─── Ausgangstext ───

# Suche Smartphone-Spiele



## Leob12 (13. August 2015)

Yo, 
Titel sagt schon fast alles, ich suche Spiele für mein Z3 compact, also für Android. 
Wirklich Vorlieben hab ich da nicht, nur so Sachen wie Angry Birds, Plague Inc, Zombie Defense und Fruit nInja hab ich entweder oder schon bis zum Abwinken gespielt. 

Genre ist mir da eigentlich egal, kann auch was kosten wenn es gut ist und unterhält. 
Vielleicht gibts ja irgendwelche Geheimtipps oder ganz offensichtliche Spiele, nur war ich zu blind die zu finden^^ 

Grüße


----------



## Bunny_Joe (13. August 2015)

https://play.google.com/store/apps/details?id=com.bethsoft.falloutshelter

Heute für Android erschienen, kannst deinen eigenen Bunker aufbauen und organisieren.


----------



## Leob12 (13. August 2015)

Kommt es jetzt doch schon für Android? 
Ich warte aber noch bis da die Bugs großteils gefixt werden


----------



## Sunglass-Lion (16. August 2015)

Wie wärs mit Minecraft?
https://play.google.com/store/apps/details?id=com.mojang.minecraftpe&hl=de


----------



## NerdFlanders (16. August 2015)

Kung Fury, Agar.io


----------



## Leob12 (17. August 2015)

Sunglass-Lion schrieb:


> Wie wärs mit Minecraft?
> https://play.google.com/store/apps/details?id=com.mojang.minecraftpe&hl=de



Nö, mag ich am PC nicht und am Smartphone schon gar nicht^^ 
Danke trotzdem.


----------

───

### Übungsaufgaben
1 > Erläutern Sie in ein bis drei Sätzen, weshalb Leob12 laut der Forendiskussion mit dem von Bunny_Joe empfohlenen Spiel noch warten will.
2 > Geben Sie aus der Forendiskussion den Abschnitt von „# Suche Smartphone-Spiele“ bis „zum Abwinken gespielt.“ wortgetreu wieder.
3 > Nennen Sie sämtliche Benutzernamen, unter denen in der Forendiskussion Beiträge verfasst wurden.
Die Einträge sind für diese Aufgaben ohne Belang.

─── Einträge ───

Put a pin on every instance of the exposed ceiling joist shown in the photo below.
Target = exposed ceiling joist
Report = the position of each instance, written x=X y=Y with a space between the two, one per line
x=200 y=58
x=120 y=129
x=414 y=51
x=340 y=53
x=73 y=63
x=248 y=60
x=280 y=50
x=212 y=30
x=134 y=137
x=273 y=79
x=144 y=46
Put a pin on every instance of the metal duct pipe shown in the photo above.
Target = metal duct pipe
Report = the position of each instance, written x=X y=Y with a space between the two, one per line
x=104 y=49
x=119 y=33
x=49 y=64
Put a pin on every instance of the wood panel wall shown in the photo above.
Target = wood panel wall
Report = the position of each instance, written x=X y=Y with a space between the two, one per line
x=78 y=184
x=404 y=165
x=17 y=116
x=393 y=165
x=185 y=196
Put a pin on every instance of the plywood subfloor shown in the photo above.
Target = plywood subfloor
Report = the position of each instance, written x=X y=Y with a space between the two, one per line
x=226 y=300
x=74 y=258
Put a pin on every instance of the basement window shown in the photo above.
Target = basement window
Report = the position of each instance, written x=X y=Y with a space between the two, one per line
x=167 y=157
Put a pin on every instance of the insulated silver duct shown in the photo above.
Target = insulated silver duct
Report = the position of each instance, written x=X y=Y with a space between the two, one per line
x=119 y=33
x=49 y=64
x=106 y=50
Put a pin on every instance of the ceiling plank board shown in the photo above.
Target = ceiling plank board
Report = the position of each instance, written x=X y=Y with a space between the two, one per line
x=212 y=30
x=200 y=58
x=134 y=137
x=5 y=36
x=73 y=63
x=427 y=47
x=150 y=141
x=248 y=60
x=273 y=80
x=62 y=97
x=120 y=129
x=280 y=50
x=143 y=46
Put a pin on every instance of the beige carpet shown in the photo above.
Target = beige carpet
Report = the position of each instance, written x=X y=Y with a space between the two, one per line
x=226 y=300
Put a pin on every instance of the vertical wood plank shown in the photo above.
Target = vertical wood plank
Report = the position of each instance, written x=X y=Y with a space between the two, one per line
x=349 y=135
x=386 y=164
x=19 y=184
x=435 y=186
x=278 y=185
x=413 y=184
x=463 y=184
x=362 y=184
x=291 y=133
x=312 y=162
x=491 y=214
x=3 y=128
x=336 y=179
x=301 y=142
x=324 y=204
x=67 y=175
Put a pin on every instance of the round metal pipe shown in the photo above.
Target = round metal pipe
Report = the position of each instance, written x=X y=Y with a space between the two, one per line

───

### Lösungen
1 > Leob12 will mit dem von Bunny_Joe empfohlenen Spiel noch warten, bis die Bugs größtenteils behoben sind.

2 >
# Suche Smartphone-Spiele



## Leob12 (13. August 2015)

Yo, 
Titel sagt schon fast alles, ich suche Spiele für mein Z3 compact, also für Android. 
Wirklich Vorlieben hab ich da nicht, nur so Sachen wie Angry Birds, Plague Inc, Zombie Defense und Fruit nInja hab ich entweder oder schon bis zum Abwinken gespielt.

3 > Leob12, Bunny_Joe, Sunglass-Lion, NerdFlanders